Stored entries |
§
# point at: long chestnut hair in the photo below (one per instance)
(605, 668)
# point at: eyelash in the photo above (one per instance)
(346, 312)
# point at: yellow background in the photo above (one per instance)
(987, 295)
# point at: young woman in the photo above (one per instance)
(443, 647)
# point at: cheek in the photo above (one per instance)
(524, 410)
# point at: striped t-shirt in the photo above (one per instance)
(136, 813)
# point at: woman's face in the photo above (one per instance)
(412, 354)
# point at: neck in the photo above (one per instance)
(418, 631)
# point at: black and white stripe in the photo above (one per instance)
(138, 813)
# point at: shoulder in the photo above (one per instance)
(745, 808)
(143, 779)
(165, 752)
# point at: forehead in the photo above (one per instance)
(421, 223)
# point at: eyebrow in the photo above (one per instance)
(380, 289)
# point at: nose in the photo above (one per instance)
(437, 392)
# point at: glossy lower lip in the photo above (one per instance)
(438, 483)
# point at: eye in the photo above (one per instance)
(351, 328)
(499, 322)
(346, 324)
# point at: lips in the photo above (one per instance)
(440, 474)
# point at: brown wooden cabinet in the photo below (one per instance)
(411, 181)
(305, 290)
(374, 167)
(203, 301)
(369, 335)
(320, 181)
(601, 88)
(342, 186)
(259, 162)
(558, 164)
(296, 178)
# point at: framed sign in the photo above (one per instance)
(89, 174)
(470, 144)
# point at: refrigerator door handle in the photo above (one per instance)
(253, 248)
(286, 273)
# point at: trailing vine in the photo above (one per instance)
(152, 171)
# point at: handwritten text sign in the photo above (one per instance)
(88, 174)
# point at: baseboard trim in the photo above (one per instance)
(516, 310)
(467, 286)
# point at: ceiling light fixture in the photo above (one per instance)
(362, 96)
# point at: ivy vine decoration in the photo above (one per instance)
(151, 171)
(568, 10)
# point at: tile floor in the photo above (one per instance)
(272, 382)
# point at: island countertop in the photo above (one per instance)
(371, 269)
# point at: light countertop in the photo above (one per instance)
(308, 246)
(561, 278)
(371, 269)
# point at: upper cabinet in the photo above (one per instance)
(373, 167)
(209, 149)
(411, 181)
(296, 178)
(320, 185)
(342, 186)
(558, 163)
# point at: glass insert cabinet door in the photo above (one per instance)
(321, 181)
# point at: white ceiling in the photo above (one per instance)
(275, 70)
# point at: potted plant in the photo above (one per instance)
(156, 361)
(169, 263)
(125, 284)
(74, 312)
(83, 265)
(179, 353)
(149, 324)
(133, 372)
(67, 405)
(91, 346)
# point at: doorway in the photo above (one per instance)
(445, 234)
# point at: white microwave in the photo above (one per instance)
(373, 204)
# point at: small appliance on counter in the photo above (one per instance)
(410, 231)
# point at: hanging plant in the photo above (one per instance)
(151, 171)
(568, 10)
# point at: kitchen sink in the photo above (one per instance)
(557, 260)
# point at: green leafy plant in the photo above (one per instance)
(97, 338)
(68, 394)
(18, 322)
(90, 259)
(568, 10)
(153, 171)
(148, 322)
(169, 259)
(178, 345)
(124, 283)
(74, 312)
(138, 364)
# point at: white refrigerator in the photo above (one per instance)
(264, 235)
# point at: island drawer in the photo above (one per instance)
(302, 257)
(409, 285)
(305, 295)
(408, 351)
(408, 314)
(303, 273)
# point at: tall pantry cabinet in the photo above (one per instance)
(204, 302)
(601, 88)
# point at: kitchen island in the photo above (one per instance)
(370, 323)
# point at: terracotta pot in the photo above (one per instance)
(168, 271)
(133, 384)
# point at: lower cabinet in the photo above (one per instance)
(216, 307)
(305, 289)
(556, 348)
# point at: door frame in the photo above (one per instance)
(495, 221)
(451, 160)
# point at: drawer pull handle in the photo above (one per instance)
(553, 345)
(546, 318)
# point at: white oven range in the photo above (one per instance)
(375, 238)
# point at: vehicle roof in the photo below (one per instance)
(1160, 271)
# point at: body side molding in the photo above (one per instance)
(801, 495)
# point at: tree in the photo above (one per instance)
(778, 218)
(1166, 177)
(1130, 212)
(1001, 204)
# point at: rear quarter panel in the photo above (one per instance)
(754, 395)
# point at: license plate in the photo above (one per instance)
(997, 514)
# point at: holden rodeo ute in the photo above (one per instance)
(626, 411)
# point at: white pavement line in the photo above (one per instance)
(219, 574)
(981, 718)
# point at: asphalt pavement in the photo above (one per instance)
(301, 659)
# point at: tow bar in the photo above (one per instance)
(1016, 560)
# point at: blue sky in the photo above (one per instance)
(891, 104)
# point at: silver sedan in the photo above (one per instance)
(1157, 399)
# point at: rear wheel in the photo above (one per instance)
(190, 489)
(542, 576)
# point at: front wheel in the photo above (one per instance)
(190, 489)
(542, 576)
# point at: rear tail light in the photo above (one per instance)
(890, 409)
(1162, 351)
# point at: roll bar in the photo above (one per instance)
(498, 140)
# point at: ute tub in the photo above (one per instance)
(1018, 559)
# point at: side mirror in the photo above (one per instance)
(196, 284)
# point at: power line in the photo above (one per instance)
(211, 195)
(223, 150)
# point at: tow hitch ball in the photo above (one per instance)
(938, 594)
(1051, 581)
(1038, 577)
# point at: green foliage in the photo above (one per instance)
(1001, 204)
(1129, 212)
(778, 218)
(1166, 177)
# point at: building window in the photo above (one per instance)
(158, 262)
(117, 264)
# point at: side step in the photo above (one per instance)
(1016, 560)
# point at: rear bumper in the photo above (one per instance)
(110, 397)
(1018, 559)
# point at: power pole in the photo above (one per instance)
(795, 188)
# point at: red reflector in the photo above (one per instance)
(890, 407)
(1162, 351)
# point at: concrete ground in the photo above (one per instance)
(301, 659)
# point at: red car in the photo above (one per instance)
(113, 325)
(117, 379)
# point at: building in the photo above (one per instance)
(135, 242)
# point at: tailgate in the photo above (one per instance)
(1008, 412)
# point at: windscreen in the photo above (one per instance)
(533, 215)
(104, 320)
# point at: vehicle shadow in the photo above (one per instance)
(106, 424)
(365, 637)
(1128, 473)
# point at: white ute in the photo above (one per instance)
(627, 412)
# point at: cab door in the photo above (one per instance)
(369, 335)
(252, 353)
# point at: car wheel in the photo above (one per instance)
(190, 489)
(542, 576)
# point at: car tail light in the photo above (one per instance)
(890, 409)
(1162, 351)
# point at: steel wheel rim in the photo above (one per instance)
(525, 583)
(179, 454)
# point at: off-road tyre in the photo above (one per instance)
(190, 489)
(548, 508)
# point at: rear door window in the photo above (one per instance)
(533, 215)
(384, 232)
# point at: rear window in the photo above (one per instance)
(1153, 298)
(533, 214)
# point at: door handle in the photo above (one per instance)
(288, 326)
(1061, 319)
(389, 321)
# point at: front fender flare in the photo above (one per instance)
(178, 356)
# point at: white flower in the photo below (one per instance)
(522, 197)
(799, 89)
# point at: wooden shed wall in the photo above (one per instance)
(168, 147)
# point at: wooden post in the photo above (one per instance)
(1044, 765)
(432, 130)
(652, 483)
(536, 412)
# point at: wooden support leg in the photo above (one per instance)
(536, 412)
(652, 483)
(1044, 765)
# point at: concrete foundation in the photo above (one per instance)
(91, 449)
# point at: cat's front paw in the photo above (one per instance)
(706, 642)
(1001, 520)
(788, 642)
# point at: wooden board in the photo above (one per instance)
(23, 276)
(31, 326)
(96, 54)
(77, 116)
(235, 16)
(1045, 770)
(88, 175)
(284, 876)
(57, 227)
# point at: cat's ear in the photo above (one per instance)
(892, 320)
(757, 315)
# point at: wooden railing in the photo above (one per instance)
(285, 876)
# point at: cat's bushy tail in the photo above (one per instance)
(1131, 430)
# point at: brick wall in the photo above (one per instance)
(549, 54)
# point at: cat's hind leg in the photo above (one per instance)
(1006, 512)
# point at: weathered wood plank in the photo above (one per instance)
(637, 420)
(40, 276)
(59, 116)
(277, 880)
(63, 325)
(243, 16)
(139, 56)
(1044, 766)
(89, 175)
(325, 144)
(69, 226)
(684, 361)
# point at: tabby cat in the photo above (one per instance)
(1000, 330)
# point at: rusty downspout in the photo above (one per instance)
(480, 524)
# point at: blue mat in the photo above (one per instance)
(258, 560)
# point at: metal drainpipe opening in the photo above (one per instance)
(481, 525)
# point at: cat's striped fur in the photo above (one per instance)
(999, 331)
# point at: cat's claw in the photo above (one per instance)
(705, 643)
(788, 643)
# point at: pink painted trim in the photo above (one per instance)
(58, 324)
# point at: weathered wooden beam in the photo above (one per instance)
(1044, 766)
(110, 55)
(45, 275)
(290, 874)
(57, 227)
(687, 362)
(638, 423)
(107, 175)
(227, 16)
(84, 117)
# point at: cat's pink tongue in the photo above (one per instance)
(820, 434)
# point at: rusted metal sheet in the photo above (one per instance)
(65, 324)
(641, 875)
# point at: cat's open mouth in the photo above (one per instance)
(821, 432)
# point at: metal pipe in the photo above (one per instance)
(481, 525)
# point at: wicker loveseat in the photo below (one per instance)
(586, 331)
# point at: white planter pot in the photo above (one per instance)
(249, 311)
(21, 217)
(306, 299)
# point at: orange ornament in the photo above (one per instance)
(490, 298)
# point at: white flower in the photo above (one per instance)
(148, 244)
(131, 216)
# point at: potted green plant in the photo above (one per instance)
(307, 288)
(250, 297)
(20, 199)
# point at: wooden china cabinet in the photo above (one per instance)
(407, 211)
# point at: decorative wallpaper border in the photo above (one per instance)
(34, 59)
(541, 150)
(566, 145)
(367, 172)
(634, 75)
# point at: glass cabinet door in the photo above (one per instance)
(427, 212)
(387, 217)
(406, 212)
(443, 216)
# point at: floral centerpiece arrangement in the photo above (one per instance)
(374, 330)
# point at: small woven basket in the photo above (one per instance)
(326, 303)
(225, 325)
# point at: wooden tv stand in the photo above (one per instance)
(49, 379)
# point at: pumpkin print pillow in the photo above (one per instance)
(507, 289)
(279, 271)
§
To be done |
Reproduce word for word the lines of the entries beginning with the line containing "# point at: small woven" and continuing through the last line of the entries.

Answer to this problem |
# point at: small woven basket in the photo above (one per instance)
(326, 303)
(225, 325)
# point at: wooden tv stand in the photo above (one per instance)
(49, 379)
# point at: pumpkin print pillow in the photo above (one per instance)
(507, 289)
(279, 271)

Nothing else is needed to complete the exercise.